> Exercise description: Working from the line that contains "Would you be able to point to the blue" down to the last line below, repeat each line exactly.

> Extracted information:
Start of Block

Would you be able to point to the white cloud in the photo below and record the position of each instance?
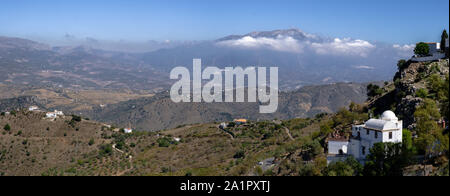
(345, 46)
(281, 43)
(404, 50)
(406, 47)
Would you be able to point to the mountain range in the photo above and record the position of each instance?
(303, 59)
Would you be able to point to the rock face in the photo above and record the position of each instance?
(406, 108)
(402, 99)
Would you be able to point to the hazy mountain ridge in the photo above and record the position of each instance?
(159, 112)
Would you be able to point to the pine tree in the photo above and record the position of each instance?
(444, 36)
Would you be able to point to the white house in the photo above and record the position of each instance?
(384, 130)
(54, 114)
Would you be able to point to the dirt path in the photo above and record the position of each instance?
(231, 136)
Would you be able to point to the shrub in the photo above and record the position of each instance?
(105, 150)
(401, 64)
(239, 154)
(422, 93)
(164, 142)
(91, 142)
(7, 127)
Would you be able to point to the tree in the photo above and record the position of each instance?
(444, 36)
(91, 142)
(374, 90)
(7, 127)
(401, 64)
(422, 49)
(422, 93)
(339, 169)
(387, 159)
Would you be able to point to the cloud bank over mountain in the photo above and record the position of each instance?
(296, 41)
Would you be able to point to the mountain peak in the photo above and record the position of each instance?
(295, 33)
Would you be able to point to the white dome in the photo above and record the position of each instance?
(388, 116)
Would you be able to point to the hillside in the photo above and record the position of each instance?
(33, 145)
(159, 112)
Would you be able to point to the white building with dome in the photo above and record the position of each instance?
(384, 130)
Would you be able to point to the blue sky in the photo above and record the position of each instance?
(391, 21)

End of Block

> Response area:
Would you be able to point to the blue sky in the photo above and record the position of each instance?
(391, 21)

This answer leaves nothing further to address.